YOUR OBJECTIVE: Go to the line containing "Query: white cloud" in the records below and retype from there through the final line, exactly.
====
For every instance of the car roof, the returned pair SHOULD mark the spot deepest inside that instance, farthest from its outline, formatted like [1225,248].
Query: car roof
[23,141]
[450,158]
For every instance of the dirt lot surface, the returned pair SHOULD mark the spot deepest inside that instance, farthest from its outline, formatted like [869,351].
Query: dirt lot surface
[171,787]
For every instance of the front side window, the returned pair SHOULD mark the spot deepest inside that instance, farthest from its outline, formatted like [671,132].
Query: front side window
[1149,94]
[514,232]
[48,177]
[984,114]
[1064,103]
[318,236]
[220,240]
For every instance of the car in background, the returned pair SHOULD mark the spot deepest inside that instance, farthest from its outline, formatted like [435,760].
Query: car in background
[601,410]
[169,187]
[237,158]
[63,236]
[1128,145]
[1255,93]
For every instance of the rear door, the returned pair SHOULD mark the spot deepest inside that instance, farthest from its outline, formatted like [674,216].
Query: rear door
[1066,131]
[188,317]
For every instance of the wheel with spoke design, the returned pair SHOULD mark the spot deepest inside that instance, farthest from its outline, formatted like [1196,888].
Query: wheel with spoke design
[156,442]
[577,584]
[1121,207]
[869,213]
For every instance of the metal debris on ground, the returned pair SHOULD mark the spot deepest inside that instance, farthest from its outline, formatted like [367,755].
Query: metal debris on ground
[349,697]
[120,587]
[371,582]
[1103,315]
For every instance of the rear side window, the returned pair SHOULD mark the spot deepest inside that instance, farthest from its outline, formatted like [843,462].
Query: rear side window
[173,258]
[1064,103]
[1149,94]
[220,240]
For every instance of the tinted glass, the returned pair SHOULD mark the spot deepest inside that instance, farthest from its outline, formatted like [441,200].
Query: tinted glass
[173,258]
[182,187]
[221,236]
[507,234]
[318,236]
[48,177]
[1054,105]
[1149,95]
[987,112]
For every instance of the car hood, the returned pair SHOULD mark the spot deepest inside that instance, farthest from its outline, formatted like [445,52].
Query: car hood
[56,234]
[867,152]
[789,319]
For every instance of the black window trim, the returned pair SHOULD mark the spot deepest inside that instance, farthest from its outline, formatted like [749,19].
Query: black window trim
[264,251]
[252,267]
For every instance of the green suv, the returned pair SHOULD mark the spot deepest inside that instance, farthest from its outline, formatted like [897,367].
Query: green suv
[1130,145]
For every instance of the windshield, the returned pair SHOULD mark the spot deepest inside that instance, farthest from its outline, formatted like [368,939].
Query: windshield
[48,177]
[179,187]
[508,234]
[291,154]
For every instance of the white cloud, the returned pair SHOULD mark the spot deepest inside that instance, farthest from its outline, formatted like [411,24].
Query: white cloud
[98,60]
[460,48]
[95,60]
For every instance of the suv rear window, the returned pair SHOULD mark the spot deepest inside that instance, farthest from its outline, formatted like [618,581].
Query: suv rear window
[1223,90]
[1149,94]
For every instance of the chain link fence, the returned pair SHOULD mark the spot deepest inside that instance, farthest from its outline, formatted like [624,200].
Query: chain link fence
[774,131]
====
ANSWER SPACE:
Query: white cloud
[98,60]
[460,48]
[95,60]
For every instance of the suv rear window, the returned pair SHOULD mark the spot deepest inside that instance, farthest from its outline, formatted like [618,581].
Query: suv rear window
[1223,90]
[1149,94]
For every instance of the chain link fence, the returned pair SHOULD mark the spot deepest inside that instance, farthest from its outline, formatted like [624,200].
Query: chain link fence
[774,131]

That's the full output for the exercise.